══ Supplied material ══

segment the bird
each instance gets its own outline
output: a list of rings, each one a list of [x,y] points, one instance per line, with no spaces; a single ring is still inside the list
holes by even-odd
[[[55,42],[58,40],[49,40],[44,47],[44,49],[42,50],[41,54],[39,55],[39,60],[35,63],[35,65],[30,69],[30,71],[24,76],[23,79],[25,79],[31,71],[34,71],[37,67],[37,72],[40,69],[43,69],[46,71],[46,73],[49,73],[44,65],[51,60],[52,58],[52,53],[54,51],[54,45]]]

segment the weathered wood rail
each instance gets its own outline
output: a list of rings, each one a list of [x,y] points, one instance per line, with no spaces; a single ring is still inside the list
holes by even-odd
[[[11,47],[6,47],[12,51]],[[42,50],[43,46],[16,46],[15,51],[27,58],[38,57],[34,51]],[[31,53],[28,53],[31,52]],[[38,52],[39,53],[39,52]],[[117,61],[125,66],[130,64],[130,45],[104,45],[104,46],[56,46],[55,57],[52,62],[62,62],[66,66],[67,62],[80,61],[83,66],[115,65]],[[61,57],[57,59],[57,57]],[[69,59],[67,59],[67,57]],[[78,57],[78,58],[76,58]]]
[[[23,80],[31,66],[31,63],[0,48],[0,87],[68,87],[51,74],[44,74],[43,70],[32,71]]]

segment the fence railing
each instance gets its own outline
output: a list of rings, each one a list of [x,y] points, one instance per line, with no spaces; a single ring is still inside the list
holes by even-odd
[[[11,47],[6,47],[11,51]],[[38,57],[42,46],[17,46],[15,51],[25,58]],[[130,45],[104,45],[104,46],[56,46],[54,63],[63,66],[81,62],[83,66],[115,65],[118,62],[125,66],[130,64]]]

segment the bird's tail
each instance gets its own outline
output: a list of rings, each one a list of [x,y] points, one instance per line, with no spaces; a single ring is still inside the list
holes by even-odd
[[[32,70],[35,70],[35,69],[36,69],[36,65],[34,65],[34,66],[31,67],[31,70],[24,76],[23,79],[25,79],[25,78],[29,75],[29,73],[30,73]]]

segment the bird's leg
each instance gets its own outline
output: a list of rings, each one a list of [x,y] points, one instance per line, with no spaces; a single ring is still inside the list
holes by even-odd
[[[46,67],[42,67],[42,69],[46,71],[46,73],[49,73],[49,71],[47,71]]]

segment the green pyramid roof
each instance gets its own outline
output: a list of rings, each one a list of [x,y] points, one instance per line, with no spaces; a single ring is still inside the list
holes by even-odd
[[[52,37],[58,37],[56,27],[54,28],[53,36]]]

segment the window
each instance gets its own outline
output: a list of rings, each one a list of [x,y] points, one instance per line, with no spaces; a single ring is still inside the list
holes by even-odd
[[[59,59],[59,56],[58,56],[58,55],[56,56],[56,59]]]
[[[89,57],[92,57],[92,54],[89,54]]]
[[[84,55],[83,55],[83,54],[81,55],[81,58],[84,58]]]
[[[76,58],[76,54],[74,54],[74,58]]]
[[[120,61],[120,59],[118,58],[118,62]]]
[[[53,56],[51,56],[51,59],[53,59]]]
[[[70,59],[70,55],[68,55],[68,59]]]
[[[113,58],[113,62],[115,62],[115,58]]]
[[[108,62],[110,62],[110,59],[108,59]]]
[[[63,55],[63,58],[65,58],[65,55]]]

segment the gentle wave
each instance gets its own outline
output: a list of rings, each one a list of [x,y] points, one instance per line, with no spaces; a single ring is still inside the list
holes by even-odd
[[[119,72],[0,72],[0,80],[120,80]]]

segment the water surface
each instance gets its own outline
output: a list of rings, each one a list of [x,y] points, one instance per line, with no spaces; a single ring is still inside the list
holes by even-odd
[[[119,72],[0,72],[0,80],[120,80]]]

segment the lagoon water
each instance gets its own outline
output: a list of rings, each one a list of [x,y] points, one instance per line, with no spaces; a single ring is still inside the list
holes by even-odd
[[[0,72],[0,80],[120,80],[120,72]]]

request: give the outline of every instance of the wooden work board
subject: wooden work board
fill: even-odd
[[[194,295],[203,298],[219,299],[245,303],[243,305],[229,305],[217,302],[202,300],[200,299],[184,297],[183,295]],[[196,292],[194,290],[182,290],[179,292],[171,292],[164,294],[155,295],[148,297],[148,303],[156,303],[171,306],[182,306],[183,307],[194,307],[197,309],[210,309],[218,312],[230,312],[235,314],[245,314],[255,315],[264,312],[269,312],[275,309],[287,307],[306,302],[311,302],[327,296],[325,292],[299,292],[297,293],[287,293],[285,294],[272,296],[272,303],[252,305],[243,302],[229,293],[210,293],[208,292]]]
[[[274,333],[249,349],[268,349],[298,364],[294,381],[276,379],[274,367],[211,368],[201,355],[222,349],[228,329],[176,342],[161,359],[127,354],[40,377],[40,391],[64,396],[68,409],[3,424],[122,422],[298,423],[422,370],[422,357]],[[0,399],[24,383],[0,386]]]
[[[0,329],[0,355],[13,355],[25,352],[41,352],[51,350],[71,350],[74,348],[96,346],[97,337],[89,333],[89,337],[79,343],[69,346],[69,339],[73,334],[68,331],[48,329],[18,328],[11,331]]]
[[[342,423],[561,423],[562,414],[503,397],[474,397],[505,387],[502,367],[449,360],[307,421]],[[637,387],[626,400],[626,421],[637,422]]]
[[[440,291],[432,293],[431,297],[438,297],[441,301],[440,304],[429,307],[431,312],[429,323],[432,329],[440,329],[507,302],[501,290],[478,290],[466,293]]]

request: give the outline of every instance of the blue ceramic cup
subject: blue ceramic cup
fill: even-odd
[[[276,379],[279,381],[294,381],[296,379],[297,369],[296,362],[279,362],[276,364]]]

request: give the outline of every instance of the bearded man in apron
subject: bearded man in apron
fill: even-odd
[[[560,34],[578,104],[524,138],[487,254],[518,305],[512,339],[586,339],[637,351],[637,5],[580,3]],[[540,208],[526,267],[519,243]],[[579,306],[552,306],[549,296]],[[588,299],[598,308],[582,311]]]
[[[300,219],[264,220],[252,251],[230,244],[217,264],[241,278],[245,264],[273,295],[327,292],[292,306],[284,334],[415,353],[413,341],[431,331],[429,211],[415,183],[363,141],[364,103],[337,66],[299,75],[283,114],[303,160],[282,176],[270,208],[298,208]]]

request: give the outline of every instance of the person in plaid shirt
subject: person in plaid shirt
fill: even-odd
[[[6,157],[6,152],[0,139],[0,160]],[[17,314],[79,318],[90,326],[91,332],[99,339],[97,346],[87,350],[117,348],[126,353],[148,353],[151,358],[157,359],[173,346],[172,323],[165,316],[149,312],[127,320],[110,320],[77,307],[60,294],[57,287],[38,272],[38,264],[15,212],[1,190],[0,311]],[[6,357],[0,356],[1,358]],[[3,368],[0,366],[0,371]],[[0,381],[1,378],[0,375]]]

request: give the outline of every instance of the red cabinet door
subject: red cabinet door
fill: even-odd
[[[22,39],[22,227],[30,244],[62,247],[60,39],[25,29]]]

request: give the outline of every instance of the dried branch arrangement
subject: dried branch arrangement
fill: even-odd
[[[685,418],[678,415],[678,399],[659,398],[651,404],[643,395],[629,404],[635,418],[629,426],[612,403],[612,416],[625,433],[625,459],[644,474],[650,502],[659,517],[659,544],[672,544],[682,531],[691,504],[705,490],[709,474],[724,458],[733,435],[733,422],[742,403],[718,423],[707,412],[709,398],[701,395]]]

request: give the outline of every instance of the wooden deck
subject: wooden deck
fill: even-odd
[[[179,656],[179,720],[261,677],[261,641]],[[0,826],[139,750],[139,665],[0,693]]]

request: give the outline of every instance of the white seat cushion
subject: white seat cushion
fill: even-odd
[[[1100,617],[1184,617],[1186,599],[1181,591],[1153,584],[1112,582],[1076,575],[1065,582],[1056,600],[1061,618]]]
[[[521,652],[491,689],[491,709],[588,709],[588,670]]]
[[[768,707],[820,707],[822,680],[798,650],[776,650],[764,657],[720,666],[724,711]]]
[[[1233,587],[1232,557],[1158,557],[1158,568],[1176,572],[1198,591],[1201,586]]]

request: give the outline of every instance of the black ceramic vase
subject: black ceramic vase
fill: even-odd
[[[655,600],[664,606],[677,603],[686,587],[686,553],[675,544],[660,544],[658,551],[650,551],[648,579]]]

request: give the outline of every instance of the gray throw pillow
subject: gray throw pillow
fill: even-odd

═══

§ **Given exercise**: Pull out the rows from the line containing "segment the gentle wave" through the line containing "[[[0,72],[0,80],[120,80],[120,72]]]", both included, and reproduce them character for character.

§ **Response to the exercise**:
segment the gentle wave
each instance gets its own outline
output: a list of rings, each one a list of [x,y] points, one instance per line, with no spaces; a single ring is still inside the list
holes by even-odd
[[[119,72],[0,72],[0,80],[120,80]]]

segment the water surface
each instance gets its own outline
output: a list of rings, each one a list of [x,y] points, one instance per line, with no spaces; a single ring is still inside the list
holes by even-odd
[[[119,72],[0,72],[0,80],[120,80]]]

segment the lagoon water
each instance gets its own outline
output: a list of rings, each one a list of [x,y] points, one instance per line, with no spaces; a single ring is still inside the list
holes by even-odd
[[[0,72],[0,80],[120,80],[120,72]]]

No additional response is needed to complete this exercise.